Libby German and Abby Williams Credit : Courtesy Mike and Becky Patty

Abigail Williams, 13, and Liberty German, 14, had the day off school on February 13, 2017, and decided to explore the Monon High Bridge, a weathered railroad crossing over Deer Creek that locals knew as both beautiful and a little dangerous. They never made it home. By the next day, the girls’ bodies were discovered along the north bank of the creek, just half a mile from the bridge. We now known the investigation into their deaths and the subsequent murder trial as the Delphi Murders, a tragic series of events that stretched on for five years, with grainy photographs, muffled audio, and endless speculation filling the void where answers should have been.

Abigail and Liberty Filmed Their Killer

Grainy image released in February 2017 of the Delphi killer

From the start, it was clear the girls had fought to leave behind a trail of clues. Libby German had the presence of mind to record a man approaching them on her phone. The image, showing a figure in a jacket with his head down, became infamous. And the three words captured on audio—“down the hill”—chilled everyone who heard them. Those fragments, released by police, were both a lifeline for investigators and a cruel reminder of how close the victims had come to identifying their killer.

Police Spent Years Looking For “Bridge Guy”

FBI/Public Domain

For years, tips poured in, composite sketches shifted, and the reward fund grew. Detectives insisted the man they called “Bridge Guy” was hiding in plain sight, someone who knew Delphi well. But each lead fizzled, and the families of Abby and Libby were left to wait, hoping for a break that seemed increasingly unlikely. That break finally came in 2022. A misplaced tip—filed under the wrong name years earlier—was rediscovered by chance. The tip pointed to Richard M. Allen, a local pharmacy technician who lived in Delphi who told police, just days after the murders, that he’d been on the trails that afternoon. Once investigators revisited Allen, the pieces began to fit together. A bullet found between the girls’ bodies matched a gun registered to him. Witnesses described a man covered in mud and disheveled, wearing clothes like the ones Allen admitted to owning.

◆ **Data for analysis**
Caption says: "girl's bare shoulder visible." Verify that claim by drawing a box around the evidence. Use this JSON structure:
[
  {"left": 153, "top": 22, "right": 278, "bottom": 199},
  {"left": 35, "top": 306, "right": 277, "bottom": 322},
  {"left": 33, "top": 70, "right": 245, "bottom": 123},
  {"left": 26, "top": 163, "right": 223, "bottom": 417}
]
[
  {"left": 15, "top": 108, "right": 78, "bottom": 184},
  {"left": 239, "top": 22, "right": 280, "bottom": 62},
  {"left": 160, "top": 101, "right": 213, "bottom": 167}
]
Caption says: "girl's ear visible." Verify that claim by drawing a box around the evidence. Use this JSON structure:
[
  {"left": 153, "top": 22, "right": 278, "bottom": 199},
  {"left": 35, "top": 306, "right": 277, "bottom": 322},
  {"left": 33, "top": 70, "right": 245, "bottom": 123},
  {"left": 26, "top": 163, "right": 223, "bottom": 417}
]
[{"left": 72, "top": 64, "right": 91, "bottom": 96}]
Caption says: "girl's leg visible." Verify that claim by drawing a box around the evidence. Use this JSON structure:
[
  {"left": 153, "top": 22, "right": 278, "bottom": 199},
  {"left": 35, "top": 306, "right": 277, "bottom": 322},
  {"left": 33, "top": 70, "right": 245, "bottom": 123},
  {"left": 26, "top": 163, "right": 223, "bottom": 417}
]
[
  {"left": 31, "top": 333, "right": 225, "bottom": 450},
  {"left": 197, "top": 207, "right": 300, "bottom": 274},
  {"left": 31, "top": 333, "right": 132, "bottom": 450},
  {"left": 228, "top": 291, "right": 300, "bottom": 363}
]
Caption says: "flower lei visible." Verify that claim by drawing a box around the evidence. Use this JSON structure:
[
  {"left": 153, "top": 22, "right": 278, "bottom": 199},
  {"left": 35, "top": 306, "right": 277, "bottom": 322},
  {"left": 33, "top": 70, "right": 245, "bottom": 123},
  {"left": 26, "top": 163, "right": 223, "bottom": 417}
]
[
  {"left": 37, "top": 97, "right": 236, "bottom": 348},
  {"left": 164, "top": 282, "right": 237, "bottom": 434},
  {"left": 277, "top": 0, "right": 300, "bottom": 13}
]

◆ **Problem details**
Continue the article on the Delphi Murders from the point where it stops. The records are separate material and have no connection to the Delphi Murders article.

◆ **Answer for this exercise**
Richard Allen Confessed To The Murders More Than 60 Times

Indiana State Police

Allen was arrested in October 2022 and charged with two counts of murder. What followed was a long, contentious legal process: gag orders, defense team shake-ups, trial delays, and a torrent of public interest that made it nearly impossible to separate fact from rumor. In October 2024, the case finally went to trial. Prosecutors presented Libby’s video alongside expert testimony linking Allen’s voice to the recording. A firearms examiner testified that the unspent bullet bore unique markings from Allen’s gun. Most powerfully, jurors heard how Allen, while in prison, confessed more than 60 times—to his wife, his mother, prison staff, and fellow inmates. He admitted to leading the girls “down the hill” and cutting their throats before trying to cover their bodies with sticks.

Was Justice Served?

Abigail Williams ; Liberty German. Facebook (2)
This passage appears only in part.